§ **SUPPLIED TEXT**:
Content starts

Fortunately we have beneficial bacteria in our colons that try to keep the unwanted guests in balance. But when we eat an overabundance of processed carbohydrates and sugar (our average is now 150 pounds of sugar per person each year), we're feeding them, not us. And never doubt the power of these small critters to wreak havoc on your health. Besides causing physical problems, an overload of toxins can make us feel irritable and sluggish, confused, angry or overly emotional. Like us, these organisms release their waste, which ends up in our system and complicates our chemistry.
This is why a diet high in fiber is important. Fiber moves the toxins out of your system and there is less of a buffet for the bacteria, and less gas and bloating for us. Probiotics (like acidophilus) feed the beneficial bacteria and have traditionally been recommended to support good bacteria after a course of antibiotics (which kill both good and bad bacteria). Probiotics can be taken other times as well.

Content ends

§ **REQUIREMENT 1**:
Answer these from the passage on gut bacteria:
(a) What is the average amount of sugar eaten per person each year?
(b) After what have probiotics traditionally been recommended?
(c) What does fiber move out of your system?
§ **REQUIREMENT 2**:
According to the passage on gut bacteria, why is a diet high in fiber important?
§ **REQUIREMENT 3**:
Resume the passage on gut bacteria from its last sentence.

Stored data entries
Content starts

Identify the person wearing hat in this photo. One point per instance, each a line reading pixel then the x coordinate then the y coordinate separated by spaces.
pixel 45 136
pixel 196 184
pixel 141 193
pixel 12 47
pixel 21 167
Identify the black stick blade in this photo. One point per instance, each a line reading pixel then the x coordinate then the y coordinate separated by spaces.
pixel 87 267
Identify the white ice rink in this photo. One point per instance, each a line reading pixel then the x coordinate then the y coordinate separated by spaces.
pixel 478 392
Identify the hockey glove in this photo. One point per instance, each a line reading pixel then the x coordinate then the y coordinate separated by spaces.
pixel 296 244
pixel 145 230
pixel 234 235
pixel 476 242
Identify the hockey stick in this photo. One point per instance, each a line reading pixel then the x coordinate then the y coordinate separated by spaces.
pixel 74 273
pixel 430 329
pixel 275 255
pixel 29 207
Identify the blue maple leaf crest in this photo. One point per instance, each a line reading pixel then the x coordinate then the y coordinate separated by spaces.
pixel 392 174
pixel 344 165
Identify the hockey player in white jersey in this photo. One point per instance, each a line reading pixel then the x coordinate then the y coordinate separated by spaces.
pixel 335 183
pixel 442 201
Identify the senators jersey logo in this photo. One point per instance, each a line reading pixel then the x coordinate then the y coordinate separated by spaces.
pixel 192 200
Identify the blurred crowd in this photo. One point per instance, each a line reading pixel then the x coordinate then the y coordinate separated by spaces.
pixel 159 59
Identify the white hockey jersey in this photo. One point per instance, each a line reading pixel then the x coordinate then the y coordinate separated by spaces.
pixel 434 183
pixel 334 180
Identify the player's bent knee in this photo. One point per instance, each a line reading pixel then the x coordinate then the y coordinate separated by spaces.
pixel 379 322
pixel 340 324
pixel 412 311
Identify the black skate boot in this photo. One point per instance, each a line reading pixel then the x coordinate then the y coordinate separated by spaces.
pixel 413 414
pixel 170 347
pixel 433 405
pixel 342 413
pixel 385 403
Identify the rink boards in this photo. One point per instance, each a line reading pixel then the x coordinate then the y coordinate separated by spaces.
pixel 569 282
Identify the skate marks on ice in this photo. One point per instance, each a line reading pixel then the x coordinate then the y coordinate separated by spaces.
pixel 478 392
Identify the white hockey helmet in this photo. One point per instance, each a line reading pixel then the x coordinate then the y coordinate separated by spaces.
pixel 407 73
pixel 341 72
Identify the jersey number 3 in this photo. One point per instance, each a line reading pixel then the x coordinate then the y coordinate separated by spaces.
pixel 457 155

Content ends

§ **WRITTEN RESPONSE 1**:
(a) 150 pounds.
(b) After a course of antibiotics.
(c) Toxins.

§ **WRITTEN RESPONSE 2**:
Toxins released by the unwanted bacteria end up in our system, and fiber moves those toxins out. High fiber also leaves less of a buffet for the bacteria, which means less gas and bloating for us.

§ **WRITTEN RESPONSE 3**:
Ideally, then, we should get the enzymes we need for digestion by eating food that contains enzymes or using the digestive enzymes our body has available. Unfortunately, if we don't have enough digestive enzymes, metabolic enzymes may be called on. Then they're not available for their intended work, like repairing tissue and fighting disease. Force your digestive system out of order and your immune system must work harder.
'Think of having a bank account, very much like your own checking account, of enzymes,' explains Dr. Brian Wussow, from Wussow Chiropractic in Middleton. 'When your money is gone, you have to make a deposit before you can make a withdrawal. In the body, we have a limited capacity of how many enzymes we can make per day. So if we have to use most of them up digesting processed food or a gluttonous meal, we can't write any more enzyme checks for the immune system and the other vital systems of the body.'
There are also plant-based enzyme supplements available over the counter that enzyme proponents say aid in digestion.
Plant enzymes are thought to be helpful because they can digest in a wider range of pH than our own bodies, so they can begin to digest food before it reaches the stomach or intestines. This means that you don't have to depend only on your own stomach enzymes, and if your food is partly digested before it gets to your intestines, your pancreas works less. With more enzymes to do the work, digestion is more complete and there is less matter left in the colon to rot.
'Plant enzymes are safe and promote health by eliminating the need for the body to provide all of the enzymes for digesting cooked and processed food,' says Emily Light, a holistic nutrition specialist in the supplements section at Madison's Community Pharmacy.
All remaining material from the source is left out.